Can you transcribe the lines below word for word, starting with the line that contains "Objective — a point for each instance of the white" and continuing through the final line?

* Begin TASK INPUTS *

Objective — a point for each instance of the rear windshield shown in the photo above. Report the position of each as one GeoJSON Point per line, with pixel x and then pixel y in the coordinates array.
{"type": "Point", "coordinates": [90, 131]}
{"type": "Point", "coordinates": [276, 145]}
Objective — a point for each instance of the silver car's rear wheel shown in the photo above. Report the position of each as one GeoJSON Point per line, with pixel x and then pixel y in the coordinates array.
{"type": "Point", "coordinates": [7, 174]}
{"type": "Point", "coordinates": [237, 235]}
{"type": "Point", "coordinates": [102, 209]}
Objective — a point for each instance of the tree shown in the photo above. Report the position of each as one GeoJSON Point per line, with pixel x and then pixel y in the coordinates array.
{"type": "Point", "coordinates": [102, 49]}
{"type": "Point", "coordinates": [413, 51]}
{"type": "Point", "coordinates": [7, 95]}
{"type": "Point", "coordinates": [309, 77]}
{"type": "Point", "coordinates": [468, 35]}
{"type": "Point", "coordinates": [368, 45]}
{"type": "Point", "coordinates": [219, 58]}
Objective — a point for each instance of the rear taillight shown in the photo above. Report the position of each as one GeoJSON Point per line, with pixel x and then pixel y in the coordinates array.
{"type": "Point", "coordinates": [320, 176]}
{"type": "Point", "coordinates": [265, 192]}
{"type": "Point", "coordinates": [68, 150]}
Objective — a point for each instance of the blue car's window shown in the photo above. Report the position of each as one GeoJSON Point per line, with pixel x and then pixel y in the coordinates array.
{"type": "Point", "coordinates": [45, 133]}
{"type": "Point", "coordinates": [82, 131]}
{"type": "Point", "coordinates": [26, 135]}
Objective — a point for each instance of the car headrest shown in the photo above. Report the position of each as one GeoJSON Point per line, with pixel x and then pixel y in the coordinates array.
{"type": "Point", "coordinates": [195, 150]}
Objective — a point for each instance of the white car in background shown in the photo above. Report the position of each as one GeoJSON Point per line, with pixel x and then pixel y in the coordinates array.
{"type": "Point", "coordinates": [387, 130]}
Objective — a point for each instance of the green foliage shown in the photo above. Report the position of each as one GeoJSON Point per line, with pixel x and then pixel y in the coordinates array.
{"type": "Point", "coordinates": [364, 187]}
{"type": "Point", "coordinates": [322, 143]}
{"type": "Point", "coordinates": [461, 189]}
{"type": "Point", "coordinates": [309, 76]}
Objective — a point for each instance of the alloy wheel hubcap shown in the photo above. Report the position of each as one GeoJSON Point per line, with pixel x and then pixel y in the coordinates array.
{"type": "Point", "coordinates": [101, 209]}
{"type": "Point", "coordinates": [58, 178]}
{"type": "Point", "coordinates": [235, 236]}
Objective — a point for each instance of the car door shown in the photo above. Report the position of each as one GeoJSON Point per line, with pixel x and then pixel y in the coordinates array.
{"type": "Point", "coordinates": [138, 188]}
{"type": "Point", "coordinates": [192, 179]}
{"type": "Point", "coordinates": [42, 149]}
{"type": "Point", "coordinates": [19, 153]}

* End TASK INPUTS *

▸ PROBLEM SOLUTION
Objective — a point for each instance of the white car in background shown in the photo above. Report the position of each as one GeoJSON Point per line, with pixel x and then pixel y in the coordinates array.
{"type": "Point", "coordinates": [387, 130]}
Objective — a point for each instance of the green foliage shown in the photo above. Report the position of each as one GeoJSON Point per line, with pixel x and then pixel y in the coordinates array.
{"type": "Point", "coordinates": [364, 187]}
{"type": "Point", "coordinates": [322, 143]}
{"type": "Point", "coordinates": [461, 189]}
{"type": "Point", "coordinates": [309, 76]}
Objective — a point for each instance of the alloy wheel hubcap shown in the photo above. Report the position of each as one GeoJSON Point per line, with pixel x and then pixel y in the coordinates array.
{"type": "Point", "coordinates": [101, 209]}
{"type": "Point", "coordinates": [58, 178]}
{"type": "Point", "coordinates": [235, 236]}
Objective — a point for each instance of the car door shown in the photo above. Report the position of each as one GeoJSON Point per line, with pixel x and then pixel y in the coordinates array.
{"type": "Point", "coordinates": [138, 188]}
{"type": "Point", "coordinates": [192, 179]}
{"type": "Point", "coordinates": [42, 149]}
{"type": "Point", "coordinates": [19, 153]}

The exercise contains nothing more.